Segment Open

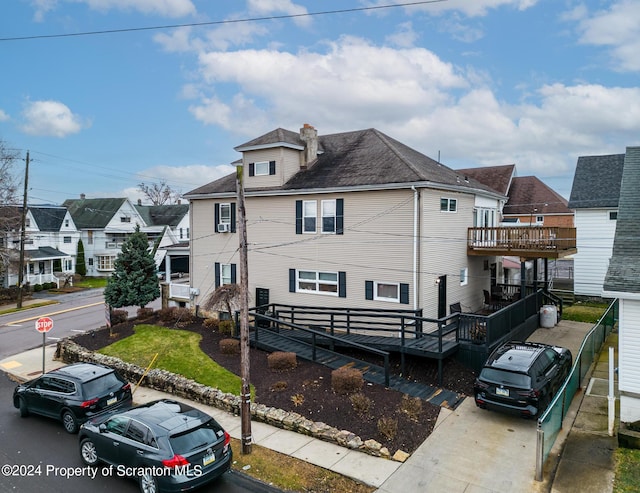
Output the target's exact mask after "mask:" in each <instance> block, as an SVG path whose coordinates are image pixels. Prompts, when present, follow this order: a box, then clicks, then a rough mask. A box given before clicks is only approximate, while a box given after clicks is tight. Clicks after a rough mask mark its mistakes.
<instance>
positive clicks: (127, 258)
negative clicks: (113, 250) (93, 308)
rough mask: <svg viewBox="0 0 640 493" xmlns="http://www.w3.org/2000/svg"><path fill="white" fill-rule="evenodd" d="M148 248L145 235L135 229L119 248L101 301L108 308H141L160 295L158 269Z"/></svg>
mask: <svg viewBox="0 0 640 493" xmlns="http://www.w3.org/2000/svg"><path fill="white" fill-rule="evenodd" d="M148 248H149V241H148V239H147V235H146V233H143V232H141V231H140V227H136V231H135V232H134V233H133V234H132V235H131V236H129V238H127V240H126V241H125V242H124V244H123V245H122V252H121V253H120V255H118V258H116V260H115V262H114V272H113V274H111V277H110V278H109V280H108V282H107V287H106V288H105V290H104V298H105V301H106V302H107V304H108V305H110V306H111V307H113V308H121V307H123V306H139V307H141V308H144V306H145V305H146V304H147V303H150V302H151V301H153V300H155V299H156V298H158V297H159V296H160V284H159V281H158V270H157V268H156V262H155V260H154V259H153V256H152V255H151V253H150V252H149V250H148Z"/></svg>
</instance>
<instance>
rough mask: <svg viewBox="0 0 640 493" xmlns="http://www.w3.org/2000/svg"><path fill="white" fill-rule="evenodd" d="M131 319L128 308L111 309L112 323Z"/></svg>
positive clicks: (114, 322)
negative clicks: (129, 316) (122, 309)
mask: <svg viewBox="0 0 640 493" xmlns="http://www.w3.org/2000/svg"><path fill="white" fill-rule="evenodd" d="M127 320H129V314H128V313H127V310H111V325H118V324H123V323H125V322H126V321H127Z"/></svg>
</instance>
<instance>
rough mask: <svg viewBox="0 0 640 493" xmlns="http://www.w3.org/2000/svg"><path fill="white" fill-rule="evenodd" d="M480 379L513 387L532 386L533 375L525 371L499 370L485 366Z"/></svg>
mask: <svg viewBox="0 0 640 493" xmlns="http://www.w3.org/2000/svg"><path fill="white" fill-rule="evenodd" d="M480 379H481V380H484V381H486V382H492V383H497V384H501V385H509V386H513V387H521V388H530V387H531V377H529V375H526V374H524V373H515V372H512V371H505V370H498V369H496V368H483V369H482V371H481V372H480Z"/></svg>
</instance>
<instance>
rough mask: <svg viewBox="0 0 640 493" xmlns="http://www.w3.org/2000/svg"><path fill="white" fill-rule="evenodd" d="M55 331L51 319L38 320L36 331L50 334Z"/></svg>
mask: <svg viewBox="0 0 640 493" xmlns="http://www.w3.org/2000/svg"><path fill="white" fill-rule="evenodd" d="M51 329H53V320H51V318H49V317H40V318H39V319H38V320H36V330H37V331H38V332H49V331H50V330H51Z"/></svg>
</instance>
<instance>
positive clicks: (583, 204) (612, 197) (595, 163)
mask: <svg viewBox="0 0 640 493" xmlns="http://www.w3.org/2000/svg"><path fill="white" fill-rule="evenodd" d="M624 156H625V155H624V154H611V155H607V156H581V157H579V158H578V163H577V164H576V172H575V175H574V177H573V186H572V187H571V195H570V197H569V207H570V208H571V209H588V208H598V207H614V208H615V207H618V199H619V197H620V180H621V179H622V168H623V166H624Z"/></svg>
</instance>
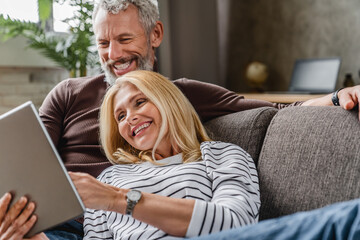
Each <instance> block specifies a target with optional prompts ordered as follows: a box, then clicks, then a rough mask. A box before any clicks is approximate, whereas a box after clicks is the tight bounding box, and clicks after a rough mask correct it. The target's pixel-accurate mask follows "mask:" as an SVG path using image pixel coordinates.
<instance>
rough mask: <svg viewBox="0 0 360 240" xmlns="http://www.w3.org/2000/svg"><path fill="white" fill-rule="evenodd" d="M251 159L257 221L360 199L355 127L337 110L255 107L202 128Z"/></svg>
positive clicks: (353, 121)
mask: <svg viewBox="0 0 360 240" xmlns="http://www.w3.org/2000/svg"><path fill="white" fill-rule="evenodd" d="M205 126H206V128H207V129H208V130H209V132H210V135H211V137H212V138H213V139H214V140H221V141H225V142H232V143H235V144H237V145H239V146H241V147H242V148H243V149H245V150H246V151H247V152H248V153H249V154H250V155H251V156H252V157H253V159H254V161H255V163H256V165H257V168H258V172H259V184H260V193H261V202H262V205H261V209H260V220H263V219H269V218H274V217H278V216H282V215H287V214H291V213H294V212H298V211H304V210H311V209H314V208H319V207H323V206H325V205H328V204H331V203H334V202H339V201H344V200H350V199H354V198H359V197H360V123H359V119H358V112H357V111H346V110H343V109H342V108H340V107H288V108H285V109H282V110H277V109H274V108H270V107H266V108H258V109H253V110H247V111H243V112H238V113H233V114H229V115H226V116H223V117H219V118H216V119H213V120H211V121H209V122H207V123H206V124H205Z"/></svg>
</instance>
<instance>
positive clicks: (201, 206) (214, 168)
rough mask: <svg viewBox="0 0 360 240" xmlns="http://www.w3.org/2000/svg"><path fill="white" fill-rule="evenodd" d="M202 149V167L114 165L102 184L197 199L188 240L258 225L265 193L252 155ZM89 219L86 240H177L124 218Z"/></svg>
mask: <svg viewBox="0 0 360 240" xmlns="http://www.w3.org/2000/svg"><path fill="white" fill-rule="evenodd" d="M200 148H201V153H202V158H203V160H202V161H200V162H192V163H186V164H182V156H181V154H178V155H175V156H172V157H169V158H166V159H162V160H160V161H159V162H160V163H163V164H165V165H161V166H158V165H153V164H151V163H149V162H146V163H142V164H131V165H114V166H111V167H109V168H107V169H105V170H104V171H103V172H102V173H101V174H100V175H99V177H98V178H99V180H100V181H102V182H105V183H108V184H111V185H114V186H117V187H119V188H132V189H138V190H140V191H143V192H148V193H154V194H159V195H163V196H168V197H174V198H192V199H195V200H196V201H195V206H194V210H193V213H192V218H191V221H190V224H189V227H188V230H187V233H186V237H193V236H199V235H204V234H209V233H213V232H218V231H221V230H225V229H230V228H235V227H239V226H243V225H245V224H249V223H254V222H257V221H258V214H259V208H260V192H259V184H258V177H257V171H256V167H255V164H254V162H253V160H252V158H251V157H250V155H249V154H248V153H246V152H245V151H244V150H243V149H241V148H240V147H238V146H236V145H234V144H230V143H223V142H203V143H202V144H201V146H200ZM84 217H85V220H84V232H85V237H84V239H178V238H176V237H172V236H169V235H167V234H166V233H165V232H163V231H161V230H160V229H158V228H155V227H153V226H151V225H148V224H146V223H143V222H140V221H138V220H136V219H134V218H132V217H131V216H127V215H122V214H120V213H115V212H106V211H99V210H93V209H87V210H86V212H85V216H84Z"/></svg>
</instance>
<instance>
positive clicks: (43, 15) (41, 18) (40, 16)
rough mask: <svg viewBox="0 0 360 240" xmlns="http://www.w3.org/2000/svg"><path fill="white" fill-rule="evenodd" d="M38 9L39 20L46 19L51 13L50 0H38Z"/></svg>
mask: <svg viewBox="0 0 360 240" xmlns="http://www.w3.org/2000/svg"><path fill="white" fill-rule="evenodd" d="M38 10H39V18H40V21H41V22H44V21H46V20H47V19H48V18H49V17H50V15H51V10H52V0H38Z"/></svg>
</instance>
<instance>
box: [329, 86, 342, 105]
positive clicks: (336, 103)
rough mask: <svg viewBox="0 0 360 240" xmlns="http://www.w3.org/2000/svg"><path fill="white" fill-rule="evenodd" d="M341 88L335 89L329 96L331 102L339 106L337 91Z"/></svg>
mask: <svg viewBox="0 0 360 240" xmlns="http://www.w3.org/2000/svg"><path fill="white" fill-rule="evenodd" d="M341 89H343V88H340V89H338V90H336V91H335V92H334V93H333V95H332V97H331V101H332V102H333V104H334V106H340V101H339V97H338V93H339V91H340V90H341Z"/></svg>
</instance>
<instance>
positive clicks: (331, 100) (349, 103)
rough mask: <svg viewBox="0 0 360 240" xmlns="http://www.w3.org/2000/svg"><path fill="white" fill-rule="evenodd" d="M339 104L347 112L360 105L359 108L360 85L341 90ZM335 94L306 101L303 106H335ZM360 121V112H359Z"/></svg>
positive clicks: (359, 118) (340, 92) (324, 96)
mask: <svg viewBox="0 0 360 240" xmlns="http://www.w3.org/2000/svg"><path fill="white" fill-rule="evenodd" d="M337 96H338V99H339V104H340V106H341V107H342V108H344V109H345V110H351V109H353V108H355V107H356V105H358V108H359V98H360V85H357V86H354V87H348V88H344V89H341V90H340V91H338V93H337ZM332 97H333V93H331V94H329V95H326V96H324V97H321V98H315V99H310V100H307V101H305V102H304V103H303V104H302V106H334V104H333V102H332V100H331V99H332ZM359 120H360V112H359Z"/></svg>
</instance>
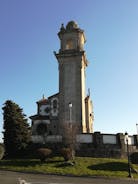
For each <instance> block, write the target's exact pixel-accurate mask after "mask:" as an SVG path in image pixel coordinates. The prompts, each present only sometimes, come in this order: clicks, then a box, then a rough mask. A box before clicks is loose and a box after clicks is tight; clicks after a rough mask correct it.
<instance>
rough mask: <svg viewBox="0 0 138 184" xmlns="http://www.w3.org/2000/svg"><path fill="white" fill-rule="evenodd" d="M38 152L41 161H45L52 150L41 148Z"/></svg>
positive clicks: (42, 161) (48, 156)
mask: <svg viewBox="0 0 138 184" xmlns="http://www.w3.org/2000/svg"><path fill="white" fill-rule="evenodd" d="M37 153H38V157H39V159H40V160H41V162H45V161H46V159H48V158H49V157H50V156H51V154H52V150H51V149H48V148H39V149H38V150H37Z"/></svg>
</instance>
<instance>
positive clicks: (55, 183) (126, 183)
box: [0, 171, 138, 184]
mask: <svg viewBox="0 0 138 184" xmlns="http://www.w3.org/2000/svg"><path fill="white" fill-rule="evenodd" d="M18 178H21V179H24V180H26V182H28V183H30V184H138V180H134V179H131V180H125V179H124V180H116V179H114V180H112V179H102V178H86V177H66V176H54V175H43V174H25V173H19V172H10V171H0V184H19V181H18Z"/></svg>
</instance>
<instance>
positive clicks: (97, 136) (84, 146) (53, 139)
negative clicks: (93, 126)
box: [32, 132, 138, 158]
mask: <svg viewBox="0 0 138 184" xmlns="http://www.w3.org/2000/svg"><path fill="white" fill-rule="evenodd" d="M32 141H33V142H34V143H43V144H47V145H50V144H51V145H52V148H54V145H55V144H56V143H58V144H56V146H55V149H56V150H57V147H61V146H62V136H61V135H49V136H45V135H44V136H32ZM74 142H75V144H76V148H77V149H76V154H77V155H78V156H90V157H108V158H109V157H114V158H124V157H126V156H127V154H126V152H127V147H126V141H125V135H124V134H122V133H118V134H101V133H100V132H94V133H92V134H78V135H76V141H74ZM128 144H129V151H130V153H131V152H136V151H138V149H137V148H138V136H137V135H133V136H129V137H128Z"/></svg>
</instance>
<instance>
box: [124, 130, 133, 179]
mask: <svg viewBox="0 0 138 184" xmlns="http://www.w3.org/2000/svg"><path fill="white" fill-rule="evenodd" d="M125 141H126V145H127V159H128V177H129V178H132V175H131V166H130V155H129V146H128V133H127V132H125Z"/></svg>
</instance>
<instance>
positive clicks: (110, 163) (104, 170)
mask: <svg viewBox="0 0 138 184" xmlns="http://www.w3.org/2000/svg"><path fill="white" fill-rule="evenodd" d="M88 169H91V170H104V171H127V169H128V165H127V163H122V162H107V163H102V164H96V165H91V166H88Z"/></svg>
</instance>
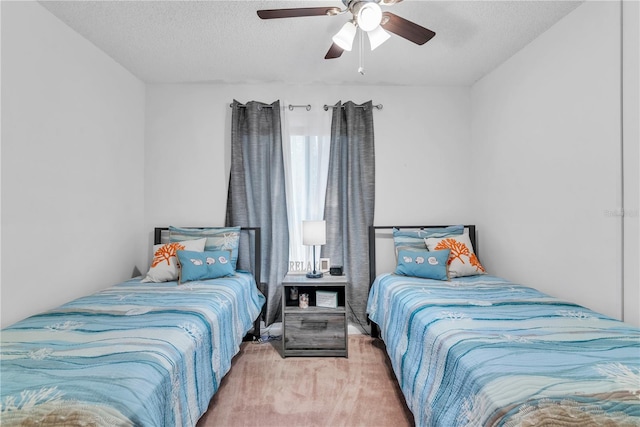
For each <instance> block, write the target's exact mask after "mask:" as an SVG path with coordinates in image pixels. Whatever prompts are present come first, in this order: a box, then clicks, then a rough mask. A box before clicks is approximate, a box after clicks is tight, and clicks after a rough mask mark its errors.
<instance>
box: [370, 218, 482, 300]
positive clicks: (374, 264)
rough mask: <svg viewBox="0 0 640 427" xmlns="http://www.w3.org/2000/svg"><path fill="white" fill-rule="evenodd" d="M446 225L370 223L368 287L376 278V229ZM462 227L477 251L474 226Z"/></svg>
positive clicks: (411, 228) (378, 229)
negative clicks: (368, 278) (380, 223)
mask: <svg viewBox="0 0 640 427" xmlns="http://www.w3.org/2000/svg"><path fill="white" fill-rule="evenodd" d="M444 227H449V226H448V225H371V226H369V287H371V285H372V284H373V281H374V280H375V278H376V230H392V229H394V228H397V229H398V230H403V229H404V230H424V229H427V228H444ZM464 228H466V229H468V230H469V239H470V240H471V244H472V245H473V249H474V251H475V253H476V254H477V253H478V245H477V244H476V226H475V225H465V226H464Z"/></svg>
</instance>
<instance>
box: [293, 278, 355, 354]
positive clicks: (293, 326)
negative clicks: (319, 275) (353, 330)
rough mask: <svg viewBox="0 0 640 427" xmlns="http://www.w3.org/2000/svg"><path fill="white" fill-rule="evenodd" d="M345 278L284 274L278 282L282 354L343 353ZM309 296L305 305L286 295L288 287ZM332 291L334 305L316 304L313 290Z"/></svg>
mask: <svg viewBox="0 0 640 427" xmlns="http://www.w3.org/2000/svg"><path fill="white" fill-rule="evenodd" d="M347 285H348V282H347V279H346V278H345V277H344V276H329V275H325V276H324V277H321V278H318V279H309V278H307V277H306V276H305V275H293V274H291V275H287V276H286V277H285V279H284V281H283V282H282V286H283V289H282V307H284V310H283V316H282V356H283V357H288V356H343V357H348V345H347V307H348V304H347V289H346V288H347ZM292 288H297V291H298V295H300V294H308V295H309V307H306V308H300V307H299V301H298V299H292V298H290V295H291V289H292ZM317 291H321V292H329V293H335V300H336V302H337V306H336V307H335V308H333V307H318V306H317V305H316V304H317V297H316V295H317V294H316V292H317Z"/></svg>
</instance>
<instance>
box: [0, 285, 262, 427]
mask: <svg viewBox="0 0 640 427" xmlns="http://www.w3.org/2000/svg"><path fill="white" fill-rule="evenodd" d="M263 303H264V297H263V296H262V295H261V294H260V293H259V292H258V290H257V288H256V284H255V281H254V278H253V276H252V275H250V274H248V273H240V272H238V273H237V274H236V275H235V276H233V277H225V278H219V279H213V280H205V281H198V282H190V283H187V284H183V285H179V286H178V285H177V282H165V283H141V282H140V280H139V279H132V280H129V281H127V282H124V283H121V284H118V285H115V286H113V287H110V288H107V289H105V290H102V291H100V292H97V293H95V294H93V295H90V296H87V297H83V298H80V299H77V300H74V301H72V302H69V303H67V304H64V305H62V306H60V307H59V308H56V309H53V310H50V311H47V312H44V313H42V314H39V315H35V316H32V317H29V318H26V319H24V320H22V321H20V322H18V323H15V324H14V325H11V326H9V327H7V328H5V329H3V330H2V331H1V344H2V346H1V349H0V375H1V376H0V421H1V422H0V424H1V425H2V426H9V425H97V426H134V425H135V426H154V427H156V426H193V425H195V424H196V422H197V421H198V419H199V418H200V416H201V415H202V414H203V413H204V412H205V411H206V410H207V407H208V405H209V401H210V399H211V397H212V396H213V394H214V393H215V392H216V391H217V389H218V387H219V385H220V381H221V379H222V377H223V376H224V375H225V374H226V373H227V372H228V371H229V369H230V368H231V359H232V358H233V356H234V355H235V354H236V353H237V352H238V351H239V349H240V343H241V341H242V338H243V336H244V335H245V334H246V333H247V332H248V331H249V330H250V329H251V328H252V327H253V321H254V319H256V318H257V317H258V314H259V313H260V310H261V308H262V305H263Z"/></svg>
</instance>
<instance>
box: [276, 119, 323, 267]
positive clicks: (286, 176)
mask: <svg viewBox="0 0 640 427" xmlns="http://www.w3.org/2000/svg"><path fill="white" fill-rule="evenodd" d="M283 119H284V120H283V136H282V142H283V155H284V166H285V179H286V191H287V216H288V220H289V271H290V272H302V271H307V270H309V269H311V264H312V262H313V252H312V250H313V249H314V248H311V247H308V246H304V245H303V244H302V221H305V220H321V219H323V218H324V198H325V193H326V188H327V173H328V170H329V152H330V148H331V138H330V135H329V133H330V130H331V116H330V115H329V114H326V113H324V114H323V112H312V111H306V110H304V111H300V110H294V111H290V110H289V111H287V110H285V112H284V117H283ZM315 249H316V251H317V252H316V261H318V260H319V259H320V253H319V251H320V248H319V247H317V248H315Z"/></svg>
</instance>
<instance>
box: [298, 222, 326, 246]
mask: <svg viewBox="0 0 640 427" xmlns="http://www.w3.org/2000/svg"><path fill="white" fill-rule="evenodd" d="M326 243H327V223H326V222H325V221H302V244H303V245H307V246H315V245H324V244H326Z"/></svg>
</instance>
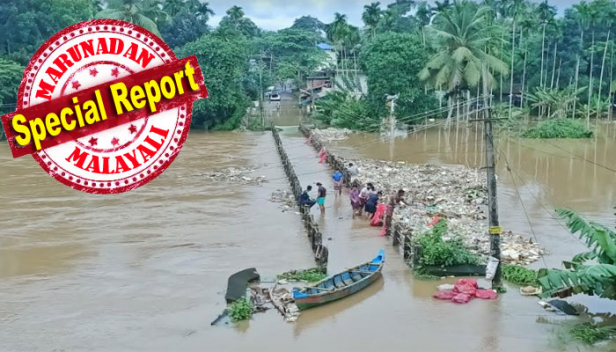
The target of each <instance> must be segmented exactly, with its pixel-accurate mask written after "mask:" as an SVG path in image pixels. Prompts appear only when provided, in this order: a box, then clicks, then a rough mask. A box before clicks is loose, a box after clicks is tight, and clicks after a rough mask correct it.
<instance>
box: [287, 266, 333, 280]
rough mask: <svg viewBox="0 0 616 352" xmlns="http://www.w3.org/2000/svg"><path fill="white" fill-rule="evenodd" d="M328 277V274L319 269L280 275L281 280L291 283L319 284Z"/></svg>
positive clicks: (317, 268) (289, 272)
mask: <svg viewBox="0 0 616 352" xmlns="http://www.w3.org/2000/svg"><path fill="white" fill-rule="evenodd" d="M326 277H327V274H326V273H325V272H323V271H322V270H321V269H319V268H312V269H306V270H291V271H287V272H286V273H282V274H280V275H278V279H279V280H283V279H284V280H289V281H308V282H317V281H321V280H323V279H324V278H326Z"/></svg>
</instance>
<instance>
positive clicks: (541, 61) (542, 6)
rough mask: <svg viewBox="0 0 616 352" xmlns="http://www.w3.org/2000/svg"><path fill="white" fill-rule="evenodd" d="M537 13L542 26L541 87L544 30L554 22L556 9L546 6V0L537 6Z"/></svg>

Segment Closed

Work instruction ▸ Extract every line of the data above that contains the string "negative", treating case as significant.

Solution to this task ▸
negative clicks: (113, 250) (93, 308)
negative clicks: (129, 316) (122, 309)
negative clicks: (93, 126)
negative clicks: (368, 278) (380, 223)
negative clicks: (319, 275) (353, 330)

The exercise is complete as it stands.